> **COMPITI DA SVOLGERE**:
**A.** Restituisci fedelmente il brano della presentazione del romanzo che comincia con le parole "Isaac Newton, Yahuda" e si chiude dopo le parole "non saper vivere.".
**B.** Riassumi in due frasi la presentazione del romanzo «Un altro pezzo di mondo».
**C.** Prosegui la presentazione del romanzo «Un altro pezzo di mondo» a partire dall'ultima frase riportata.

> **SEZIONE DI TESTO**:
※
“Un altro pezzo di mondo”– Bollati Boringhieri, 1997

Storie vicine e lontane nel tempo e nello spazio, intrecciate dal tocco segreto del destino.

 

 

 

 

 

 

Il Paradiso, la felicità, non sono un luogo,

ma una condizione

Isaac Newton, Yahuda ms. 9.2, f. 139

Torino, fine ottobre 1994. Tra le gemelle sessantacinquenni Maria e Rosa Maria, arrivate qui da adolescenti, negli anni della guerra, resiste quel legame di comprensione senza parole e sottili contrasti che unisce chi è stato insieme nello stesso grembo.

Nate ad Alessandria d’Egitto da un marinaio italiano e da un’ebrea di Rodi dai riccioli neri e dagli occhi violetti, conservano del padre i colori chiari e lo sguardo ambrato; per il resto si sentono appartenere a “quegli altri”, anche loro “sotto la tenda nel deserto, in sosta”. Entrambe, con il dubbio di non saper vivere.

Marianna, separata e con tre figli ormai fuori casa, si ritrae nel suo egocentrismo di scrittrice, mentre Rosa Maria spende in indulgenza familiare una vita segnata dalla morte tragica del giovane marito e dall’assenza del figlio, per sempre clandestino.
※
> **INFORMAZIONI ESTRATTE**:
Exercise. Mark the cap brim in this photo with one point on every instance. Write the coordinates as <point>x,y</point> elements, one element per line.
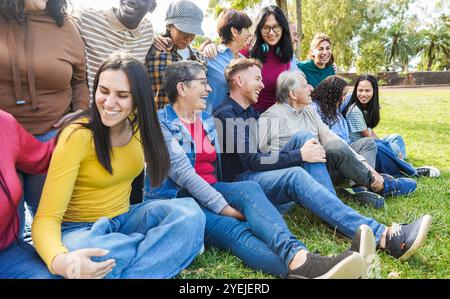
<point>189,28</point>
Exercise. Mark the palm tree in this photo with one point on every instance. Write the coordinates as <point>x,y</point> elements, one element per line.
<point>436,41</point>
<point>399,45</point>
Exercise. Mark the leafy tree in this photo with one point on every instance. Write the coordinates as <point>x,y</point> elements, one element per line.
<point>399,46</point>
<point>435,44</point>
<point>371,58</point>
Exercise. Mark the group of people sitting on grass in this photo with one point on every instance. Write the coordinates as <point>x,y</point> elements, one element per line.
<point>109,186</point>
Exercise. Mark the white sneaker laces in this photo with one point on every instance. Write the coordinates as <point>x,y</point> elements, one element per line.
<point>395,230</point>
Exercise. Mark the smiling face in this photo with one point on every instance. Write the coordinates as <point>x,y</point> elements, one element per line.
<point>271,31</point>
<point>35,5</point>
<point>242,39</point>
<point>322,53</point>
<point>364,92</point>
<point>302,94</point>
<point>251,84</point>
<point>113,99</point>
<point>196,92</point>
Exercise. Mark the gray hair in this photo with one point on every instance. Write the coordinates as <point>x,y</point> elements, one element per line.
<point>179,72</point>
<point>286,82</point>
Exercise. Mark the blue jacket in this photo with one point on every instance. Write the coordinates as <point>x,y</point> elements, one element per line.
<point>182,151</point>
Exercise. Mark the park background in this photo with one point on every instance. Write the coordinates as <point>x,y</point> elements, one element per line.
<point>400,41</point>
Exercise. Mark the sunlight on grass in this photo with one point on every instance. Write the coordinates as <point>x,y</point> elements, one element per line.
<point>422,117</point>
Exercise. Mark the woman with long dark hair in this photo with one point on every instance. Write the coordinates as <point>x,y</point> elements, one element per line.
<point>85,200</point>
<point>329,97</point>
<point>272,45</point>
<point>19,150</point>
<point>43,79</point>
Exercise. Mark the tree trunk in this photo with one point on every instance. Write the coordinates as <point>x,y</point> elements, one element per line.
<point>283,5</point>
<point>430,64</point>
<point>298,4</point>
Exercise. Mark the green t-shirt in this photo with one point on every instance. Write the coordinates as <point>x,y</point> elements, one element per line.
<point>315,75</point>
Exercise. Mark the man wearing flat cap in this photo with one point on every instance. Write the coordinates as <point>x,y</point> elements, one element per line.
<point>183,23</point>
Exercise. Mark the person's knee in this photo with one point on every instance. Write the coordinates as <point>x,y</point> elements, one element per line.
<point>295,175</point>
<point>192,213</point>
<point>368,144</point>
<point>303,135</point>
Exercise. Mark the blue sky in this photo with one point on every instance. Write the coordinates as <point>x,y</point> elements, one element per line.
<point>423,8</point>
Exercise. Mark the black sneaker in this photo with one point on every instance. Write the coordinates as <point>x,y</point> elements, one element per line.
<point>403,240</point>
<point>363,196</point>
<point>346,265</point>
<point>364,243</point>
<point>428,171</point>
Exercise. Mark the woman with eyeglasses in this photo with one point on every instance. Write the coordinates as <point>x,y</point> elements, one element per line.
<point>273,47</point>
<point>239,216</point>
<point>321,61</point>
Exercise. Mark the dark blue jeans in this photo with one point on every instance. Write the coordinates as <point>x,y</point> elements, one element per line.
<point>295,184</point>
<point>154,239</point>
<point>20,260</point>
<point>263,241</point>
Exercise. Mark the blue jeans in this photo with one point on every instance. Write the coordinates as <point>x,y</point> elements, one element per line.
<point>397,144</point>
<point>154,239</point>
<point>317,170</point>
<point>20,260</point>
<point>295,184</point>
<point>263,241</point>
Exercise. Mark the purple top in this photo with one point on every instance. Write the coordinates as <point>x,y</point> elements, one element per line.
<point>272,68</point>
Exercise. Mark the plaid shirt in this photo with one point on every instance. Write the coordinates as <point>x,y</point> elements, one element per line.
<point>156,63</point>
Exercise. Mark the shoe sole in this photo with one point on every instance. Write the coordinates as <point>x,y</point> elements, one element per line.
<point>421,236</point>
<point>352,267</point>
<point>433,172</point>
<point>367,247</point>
※
> **RISPOSTE FINALI**:
**A.**
Isaac Newton, Yahuda ms. 9.2, f. 139

Torino, fine ottobre 1994. Tra le gemelle sessantacinquenni Maria e Rosa Maria, arrivate qui da adolescenti, negli anni della guerra, resiste quel legame di comprensione senza parole e sottili contrasti che unisce chi è stato insieme nello stesso grembo.

Nate ad Alessandria d’Egitto da un marinaio italiano e da un’ebrea di Rodi dai riccioli neri e dagli occhi violetti, conservano del padre i colori chiari e lo sguardo ambrato; per il resto si sentono appartenere a “quegli altri”, anche loro “sotto la tenda nel deserto, in sosta”. Entrambe, con il dubbio di non saper vivere.

**B.** Le due gemelle sessantacinquenni, giunte a Torino da adolescenti negli anni della guerra e nate ad Alessandria d'Egitto da un marinaio italiano e da un'ebrea di Rodi, sono unite da una comprensione senza parole e da sottili contrasti. Una, scrittrice separata con tre figli ormai fuori casa, si ritrae nel proprio egocentrismo, mentre l'altra spende in indulgenza familiare una vita segnata dalla morte tragica del giovane marito e dall'assenza del figlio, per sempre clandestino.

**C.**
Intorno a loro la trama degli affetti si estende, capitolo per capitolo, nel tempo e nello spazio: alle soglie di una vecchiaia solo anagrafica, ritornano sul filo della memoria e della scrittura i nonni deportati conosciuti nell’infanzia prima del dolore indicibile, quando ancora abitavano i cortili ombrosi e profumati di un’isola nel mediterraneo; un amante che nell’America degli anni sessanta insegue i sogni dell’indiano Falco Nero; un marito dalla dedizione assoluta; figli e amici dei figli.

In questi destini in apparenza compiuti si insinua “un altro pezzo di mondo”: è così che il nipotino Gianluca definisce il riflesso in una pozzanghera, la sera prima della grande inondazione, sul cui presagio si chiude il romanzo.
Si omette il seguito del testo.